→ **Directions**
The records that follow are to be repeated without alteration.

→ **Records**
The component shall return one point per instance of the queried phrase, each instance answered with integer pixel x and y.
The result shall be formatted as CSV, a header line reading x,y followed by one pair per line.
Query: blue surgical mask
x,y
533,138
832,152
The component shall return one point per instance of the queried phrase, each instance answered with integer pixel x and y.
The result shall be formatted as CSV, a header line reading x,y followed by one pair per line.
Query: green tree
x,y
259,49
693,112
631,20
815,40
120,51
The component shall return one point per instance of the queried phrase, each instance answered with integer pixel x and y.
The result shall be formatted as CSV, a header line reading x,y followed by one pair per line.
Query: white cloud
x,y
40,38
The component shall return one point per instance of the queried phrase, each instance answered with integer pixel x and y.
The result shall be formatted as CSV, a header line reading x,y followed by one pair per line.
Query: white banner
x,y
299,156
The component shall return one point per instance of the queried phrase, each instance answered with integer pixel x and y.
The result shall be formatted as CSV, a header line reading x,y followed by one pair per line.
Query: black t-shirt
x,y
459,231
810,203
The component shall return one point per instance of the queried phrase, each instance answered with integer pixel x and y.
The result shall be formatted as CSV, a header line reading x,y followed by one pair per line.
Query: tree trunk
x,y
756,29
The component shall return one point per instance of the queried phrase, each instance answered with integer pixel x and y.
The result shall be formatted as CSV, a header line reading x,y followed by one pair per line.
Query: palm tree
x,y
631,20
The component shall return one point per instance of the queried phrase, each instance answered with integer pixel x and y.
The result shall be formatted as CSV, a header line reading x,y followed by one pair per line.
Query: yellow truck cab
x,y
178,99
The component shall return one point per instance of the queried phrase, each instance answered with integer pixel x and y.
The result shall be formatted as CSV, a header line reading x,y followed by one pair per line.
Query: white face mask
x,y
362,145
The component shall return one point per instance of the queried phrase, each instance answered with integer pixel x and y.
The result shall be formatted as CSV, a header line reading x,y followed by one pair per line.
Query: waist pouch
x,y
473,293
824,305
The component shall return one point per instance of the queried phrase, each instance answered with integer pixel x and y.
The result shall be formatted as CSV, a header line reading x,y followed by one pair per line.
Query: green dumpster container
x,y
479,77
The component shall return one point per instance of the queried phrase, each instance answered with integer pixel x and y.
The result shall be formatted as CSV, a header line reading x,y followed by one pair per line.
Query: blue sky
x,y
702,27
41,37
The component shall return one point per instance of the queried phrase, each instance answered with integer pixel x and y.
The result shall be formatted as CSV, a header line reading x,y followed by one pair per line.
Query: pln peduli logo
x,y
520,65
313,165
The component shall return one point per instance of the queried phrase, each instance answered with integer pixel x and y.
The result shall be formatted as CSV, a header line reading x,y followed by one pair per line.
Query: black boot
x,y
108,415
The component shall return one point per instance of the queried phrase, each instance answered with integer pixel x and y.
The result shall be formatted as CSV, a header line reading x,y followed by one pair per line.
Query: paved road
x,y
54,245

→ **Expected output**
The component shall return one point per instance of the queried phrase, each instance answered with integer pixel x and y.
The result shall be formatted as CSV, a header line reading x,y followed by one pair per line.
Query: blue surgical mask
x,y
533,138
832,152
The component shall return one point per instance of the queried phrase, each instance answered with integer pixel x and y.
The result shall be formatted as CSV, a header line reading x,y followed by one pair per line.
Query: green tree
x,y
259,49
693,112
631,20
815,40
120,51
The component shall return one point per instance of the queried phrase, each instance answered with integer pixel x and y.
The result shall be formatted as CSV, a header line reading x,y followed by one pair per line.
Query: white cloud
x,y
40,38
The component shall return one point per instance of the queried phrase, each instance answered with integer pixel x and y.
The result shall be formatted as CSV, a header line reading x,y followed by one pair per line.
Query: white banner
x,y
299,156
The component shall return one point per instance of the queried phrase, each instance answered with integer pixel x and y.
The result shall be formatted as CSV, a header line reading x,y followed by one pair per line.
Query: black t-shirt
x,y
459,231
810,203
The component shall return one point per instance of the queried phrase, each instance answered with integer pixel x and y.
The result shall be formatted as CSV, a header line reading x,y followed by one pair per line.
Query: tree trunk
x,y
756,29
The component shall return one point per instance of the queried phrase, each instance answered with integer pixel x and y.
The result shall be formatted as CSV, a header line reading x,y followed by one pair per line.
Query: palm tree
x,y
631,20
The component shall return one point per instance of the queried phrase, each instance answered with integer pixel x and y.
The result shall be formatted as CSV, a header line reading x,y followed by one pair per line.
Query: yellow truck cab
x,y
178,99
The component shall return one point per instance of the queried phrase, each instance answered with integer pixel x and y.
The result shall be formatted as CSV, a header line reading x,y followed by one pair per line.
Query: white face mask
x,y
362,145
The component shall return one point per instance of the queried phrase, each instance answered with integer pixel x and y.
The result shall be formatted as CSV, a header line reading x,y followed by one pair per line.
Query: waist pouch
x,y
473,293
824,305
The component shall return one point per instance of the queried phrase, each instance answered with integer pixel x and y.
The result shall be formatted as CSV, a header line reading x,y followed by one pair per line.
Query: green dumpster container
x,y
479,77
The component shall return one point per instance of the queried phrase, each instance answered with integer pixel x and y.
The result shall be formatted as CSV, a header line reading x,y followed by one pair per line.
Query: blue sky
x,y
702,27
41,37
The component shall return one point per instance of the queried phrase, each instance answered with integer pixel x and y.
The result shall be formatted as CSV, a header line reading x,y followed by one pair per line.
Query: pln peduli logo
x,y
520,65
313,165
The component shall return one point per instance of the queried phrase, each instance answered with integer pixel x and y.
The result shall be formatted as CSV, a header line reading x,y followed by one pair per line.
Query: black boot
x,y
108,415
The component shall return one point per instance of the queried phrase, each instance answered with integer pixel x and y.
The result shall be formatted as CSV, a header line reading x,y followed by one pair per line.
Query: paved road
x,y
54,245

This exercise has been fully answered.